→ Goal
Rewrite the records from the line containing "Question. Identify every instance of the woman's chin" through the end of the records, swapping "photo" for "image" and keeping everything else unchanged. Give only those lines, without the pictures.

++++ Provided records ++++

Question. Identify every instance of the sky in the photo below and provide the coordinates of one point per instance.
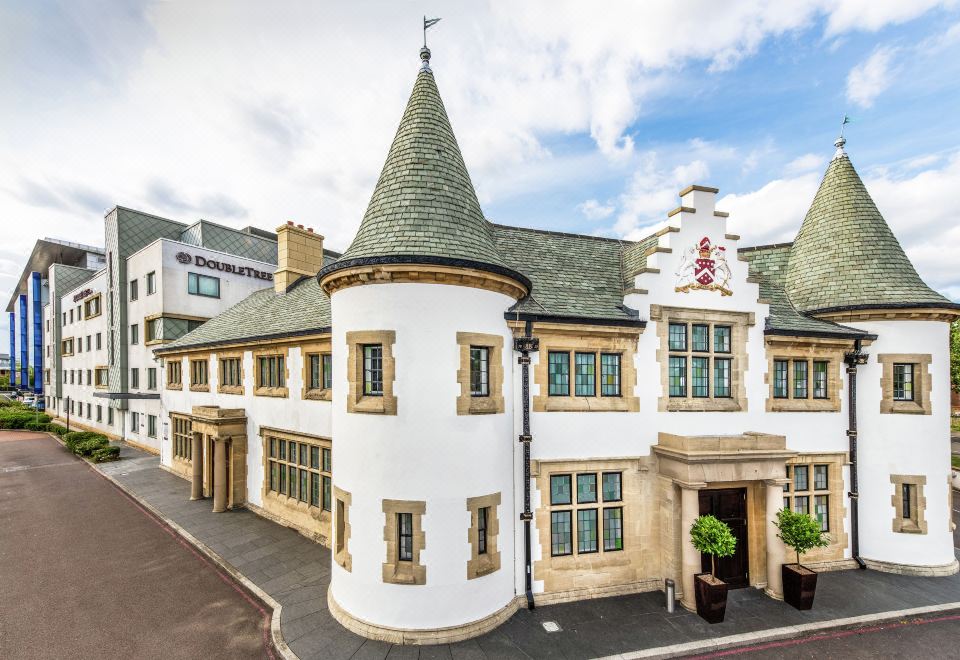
(572, 116)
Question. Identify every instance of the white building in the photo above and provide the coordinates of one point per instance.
(477, 417)
(161, 280)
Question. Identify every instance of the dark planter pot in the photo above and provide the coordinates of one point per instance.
(711, 598)
(799, 585)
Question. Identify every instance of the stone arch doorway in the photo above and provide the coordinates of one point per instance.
(219, 456)
(753, 464)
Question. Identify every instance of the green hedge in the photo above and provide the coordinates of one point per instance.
(74, 438)
(87, 447)
(16, 418)
(104, 454)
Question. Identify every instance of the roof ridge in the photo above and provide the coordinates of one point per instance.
(551, 232)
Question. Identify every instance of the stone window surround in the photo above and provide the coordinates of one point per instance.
(739, 323)
(306, 350)
(586, 339)
(394, 570)
(229, 389)
(357, 402)
(274, 351)
(812, 350)
(915, 523)
(173, 385)
(479, 565)
(86, 306)
(341, 547)
(493, 402)
(304, 511)
(837, 510)
(199, 387)
(96, 370)
(922, 383)
(613, 571)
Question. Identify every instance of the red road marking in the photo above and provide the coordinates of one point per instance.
(816, 638)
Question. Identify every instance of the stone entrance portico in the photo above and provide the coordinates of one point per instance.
(754, 461)
(219, 456)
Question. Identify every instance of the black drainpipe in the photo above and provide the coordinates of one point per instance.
(853, 360)
(525, 345)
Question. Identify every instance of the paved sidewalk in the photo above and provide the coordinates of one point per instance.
(295, 572)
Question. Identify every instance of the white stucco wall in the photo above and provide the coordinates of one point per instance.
(426, 452)
(905, 444)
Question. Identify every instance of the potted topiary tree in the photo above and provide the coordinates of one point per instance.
(712, 537)
(802, 533)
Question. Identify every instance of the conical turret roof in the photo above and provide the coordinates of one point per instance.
(424, 208)
(845, 255)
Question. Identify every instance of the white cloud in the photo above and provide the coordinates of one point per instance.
(594, 210)
(914, 204)
(805, 163)
(870, 78)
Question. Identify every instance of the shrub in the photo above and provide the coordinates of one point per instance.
(73, 438)
(104, 454)
(87, 447)
(712, 536)
(800, 531)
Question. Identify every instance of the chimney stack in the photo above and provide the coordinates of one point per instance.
(299, 254)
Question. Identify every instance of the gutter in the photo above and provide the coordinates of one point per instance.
(525, 345)
(853, 360)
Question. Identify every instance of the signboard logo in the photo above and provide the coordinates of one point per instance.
(704, 267)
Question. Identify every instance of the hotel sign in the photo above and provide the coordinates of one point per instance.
(222, 266)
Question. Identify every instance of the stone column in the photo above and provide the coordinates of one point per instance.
(776, 551)
(689, 556)
(196, 455)
(219, 475)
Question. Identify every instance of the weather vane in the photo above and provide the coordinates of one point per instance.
(428, 23)
(425, 52)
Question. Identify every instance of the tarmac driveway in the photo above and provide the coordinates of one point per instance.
(85, 572)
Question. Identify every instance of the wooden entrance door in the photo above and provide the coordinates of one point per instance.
(730, 506)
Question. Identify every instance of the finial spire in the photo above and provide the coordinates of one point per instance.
(840, 141)
(425, 52)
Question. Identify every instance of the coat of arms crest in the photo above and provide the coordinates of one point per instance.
(704, 267)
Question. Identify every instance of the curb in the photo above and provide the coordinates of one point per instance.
(776, 634)
(276, 634)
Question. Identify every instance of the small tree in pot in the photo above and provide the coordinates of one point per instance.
(712, 537)
(802, 533)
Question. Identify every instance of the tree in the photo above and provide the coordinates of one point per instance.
(955, 356)
(712, 536)
(800, 531)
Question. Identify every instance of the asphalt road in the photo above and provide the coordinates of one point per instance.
(933, 636)
(85, 572)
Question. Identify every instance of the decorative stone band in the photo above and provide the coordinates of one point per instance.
(945, 311)
(447, 635)
(939, 570)
(429, 270)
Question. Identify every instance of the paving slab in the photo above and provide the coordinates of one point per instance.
(295, 572)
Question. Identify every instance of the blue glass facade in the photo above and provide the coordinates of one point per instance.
(36, 291)
(24, 358)
(13, 350)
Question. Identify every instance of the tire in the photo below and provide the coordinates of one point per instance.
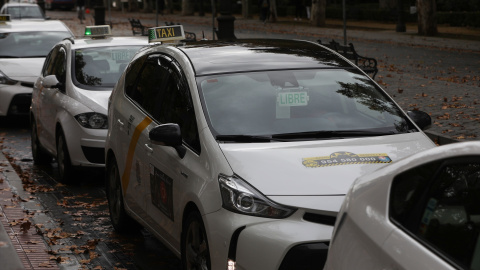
(40, 156)
(121, 221)
(65, 168)
(195, 250)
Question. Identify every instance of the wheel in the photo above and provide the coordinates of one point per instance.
(40, 156)
(195, 251)
(65, 168)
(121, 222)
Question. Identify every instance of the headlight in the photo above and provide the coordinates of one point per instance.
(239, 197)
(92, 120)
(5, 80)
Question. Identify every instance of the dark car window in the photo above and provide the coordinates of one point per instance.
(162, 92)
(99, 68)
(29, 44)
(439, 204)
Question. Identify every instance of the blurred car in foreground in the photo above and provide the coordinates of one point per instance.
(420, 212)
(23, 47)
(69, 102)
(239, 153)
(23, 11)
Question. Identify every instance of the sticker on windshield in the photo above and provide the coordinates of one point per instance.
(345, 158)
(123, 55)
(292, 99)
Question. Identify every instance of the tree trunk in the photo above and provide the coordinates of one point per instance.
(427, 25)
(318, 17)
(188, 7)
(246, 9)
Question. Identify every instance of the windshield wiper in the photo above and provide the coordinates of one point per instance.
(331, 134)
(248, 138)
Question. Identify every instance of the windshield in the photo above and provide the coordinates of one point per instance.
(100, 68)
(29, 44)
(298, 101)
(25, 12)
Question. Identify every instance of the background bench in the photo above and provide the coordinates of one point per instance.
(367, 64)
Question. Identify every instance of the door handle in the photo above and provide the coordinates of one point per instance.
(149, 149)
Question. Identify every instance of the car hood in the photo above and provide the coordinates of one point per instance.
(96, 101)
(317, 168)
(22, 69)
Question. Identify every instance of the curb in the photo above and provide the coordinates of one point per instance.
(8, 254)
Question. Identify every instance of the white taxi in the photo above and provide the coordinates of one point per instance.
(69, 102)
(23, 48)
(421, 212)
(238, 154)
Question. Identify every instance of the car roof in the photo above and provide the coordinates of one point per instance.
(29, 26)
(20, 5)
(214, 57)
(81, 43)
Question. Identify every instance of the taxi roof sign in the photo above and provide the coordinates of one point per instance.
(4, 18)
(98, 31)
(166, 34)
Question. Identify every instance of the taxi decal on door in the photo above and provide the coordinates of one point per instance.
(161, 187)
(131, 150)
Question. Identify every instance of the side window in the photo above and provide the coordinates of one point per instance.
(59, 66)
(50, 61)
(439, 204)
(131, 75)
(161, 90)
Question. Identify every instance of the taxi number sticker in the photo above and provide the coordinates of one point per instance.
(161, 187)
(121, 55)
(292, 99)
(345, 158)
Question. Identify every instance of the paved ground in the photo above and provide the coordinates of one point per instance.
(439, 75)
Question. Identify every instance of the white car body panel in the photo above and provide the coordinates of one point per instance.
(367, 237)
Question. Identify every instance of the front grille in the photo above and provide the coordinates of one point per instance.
(321, 219)
(94, 154)
(306, 256)
(20, 104)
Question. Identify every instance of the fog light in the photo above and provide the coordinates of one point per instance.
(231, 265)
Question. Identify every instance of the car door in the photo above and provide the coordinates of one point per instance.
(171, 177)
(436, 207)
(48, 96)
(128, 121)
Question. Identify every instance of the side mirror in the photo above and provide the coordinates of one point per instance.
(51, 81)
(168, 135)
(422, 119)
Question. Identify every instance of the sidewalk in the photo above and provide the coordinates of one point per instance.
(21, 247)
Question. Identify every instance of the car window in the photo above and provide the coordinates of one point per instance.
(100, 68)
(292, 101)
(29, 44)
(439, 204)
(24, 12)
(59, 65)
(49, 61)
(162, 92)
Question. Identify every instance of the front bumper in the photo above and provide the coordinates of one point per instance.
(15, 99)
(86, 146)
(261, 243)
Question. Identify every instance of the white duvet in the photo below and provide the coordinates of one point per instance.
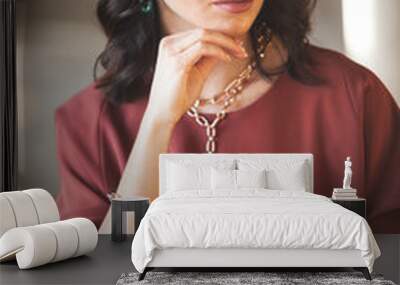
(252, 218)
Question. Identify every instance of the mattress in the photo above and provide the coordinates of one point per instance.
(250, 219)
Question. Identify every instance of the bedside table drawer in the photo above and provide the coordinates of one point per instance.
(358, 206)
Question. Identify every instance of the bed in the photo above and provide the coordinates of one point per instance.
(247, 211)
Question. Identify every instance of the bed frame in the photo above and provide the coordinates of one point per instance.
(237, 259)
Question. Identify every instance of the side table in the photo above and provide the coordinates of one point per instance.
(119, 206)
(358, 206)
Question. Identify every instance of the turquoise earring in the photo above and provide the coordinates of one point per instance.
(146, 6)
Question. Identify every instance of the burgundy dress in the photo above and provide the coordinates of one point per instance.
(353, 114)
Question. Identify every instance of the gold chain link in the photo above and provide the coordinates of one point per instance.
(228, 97)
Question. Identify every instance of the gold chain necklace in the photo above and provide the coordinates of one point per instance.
(228, 96)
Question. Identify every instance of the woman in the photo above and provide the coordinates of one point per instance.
(165, 58)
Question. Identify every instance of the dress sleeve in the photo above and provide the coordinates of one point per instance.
(82, 192)
(381, 116)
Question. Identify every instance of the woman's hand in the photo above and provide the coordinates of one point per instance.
(184, 62)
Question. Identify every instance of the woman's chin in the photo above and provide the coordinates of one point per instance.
(232, 29)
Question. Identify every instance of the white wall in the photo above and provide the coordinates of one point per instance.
(58, 42)
(371, 30)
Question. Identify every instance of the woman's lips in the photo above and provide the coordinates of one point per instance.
(233, 6)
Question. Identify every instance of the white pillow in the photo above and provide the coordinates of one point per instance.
(237, 179)
(281, 174)
(223, 179)
(251, 178)
(185, 175)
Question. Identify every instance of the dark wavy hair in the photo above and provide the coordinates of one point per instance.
(133, 38)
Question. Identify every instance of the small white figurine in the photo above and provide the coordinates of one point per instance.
(347, 174)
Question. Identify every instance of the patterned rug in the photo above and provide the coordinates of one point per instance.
(244, 278)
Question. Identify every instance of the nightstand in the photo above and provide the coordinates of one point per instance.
(119, 207)
(358, 206)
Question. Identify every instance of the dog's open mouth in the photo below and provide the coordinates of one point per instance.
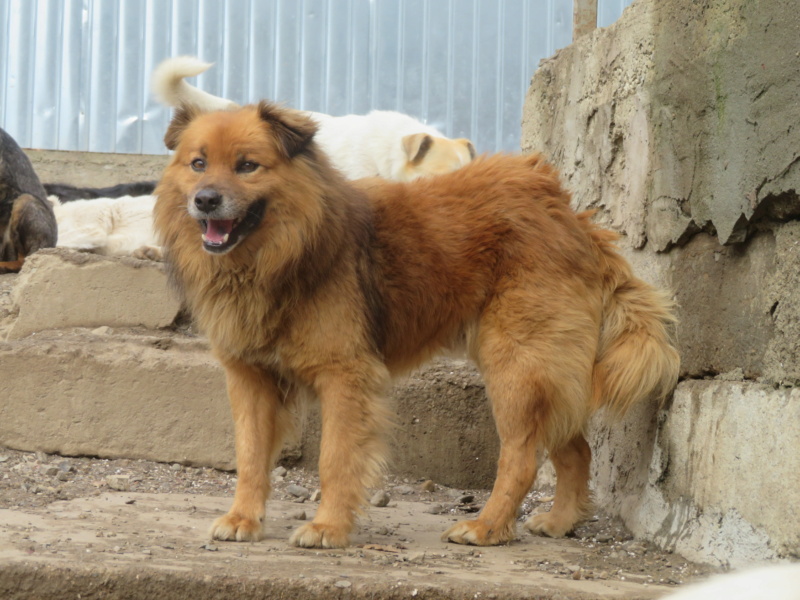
(221, 235)
(217, 232)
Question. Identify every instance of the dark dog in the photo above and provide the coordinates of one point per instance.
(27, 222)
(67, 193)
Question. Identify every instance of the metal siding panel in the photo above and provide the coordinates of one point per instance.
(20, 70)
(5, 9)
(360, 58)
(211, 45)
(263, 53)
(74, 74)
(131, 77)
(236, 50)
(314, 42)
(104, 73)
(158, 37)
(71, 107)
(46, 74)
(287, 67)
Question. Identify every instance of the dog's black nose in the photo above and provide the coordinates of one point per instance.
(206, 200)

++++

→ Response
Question. Identify every instance of the woman's chin in the image above and provide the coordinates of one point per instance.
(232, 29)
Question. Identify every instance of the white wall in the image above and provide the coordinates of one point per instance.
(58, 42)
(371, 30)
Question. Identify every instance of the woman's lips in the image above and provide the coordinates of one point per instance.
(233, 6)
Question. Identify every instance of the white pillow in the image above and provide the coordinates of one point per instance.
(237, 179)
(281, 174)
(223, 179)
(251, 178)
(185, 175)
Question. Identify every instance of the dark wavy hair in the image above and provide the coordinates of one point per instance.
(133, 38)
Question. Identify every instance of the small white figurine in the image above and provide the coordinates of one point per instance.
(347, 174)
Question. Identify every instance of the patterned rug in the image above and provide the coordinates of one point per instance.
(244, 278)
Question. Identify every instance of the nightstand in the image above and provide the coordinates of one point per instance.
(119, 207)
(358, 206)
Question. Identify every instance of the dog's open mouth in the image below and provide the coordinates of one point per instance.
(221, 235)
(217, 232)
Question. Identify every instance of the dark dog in the image above and provide the coordinates of one point per instance.
(27, 222)
(67, 193)
Question. Identify every instance of the metal siding panel in the image above and provide the coordinates of one point per instance.
(20, 70)
(5, 9)
(360, 58)
(211, 45)
(263, 53)
(74, 74)
(131, 77)
(236, 50)
(314, 42)
(104, 73)
(158, 37)
(71, 107)
(46, 74)
(287, 67)
Question. Identify every instance of the dog's black nose in the image above and provide the coordinates of one point per instance.
(206, 200)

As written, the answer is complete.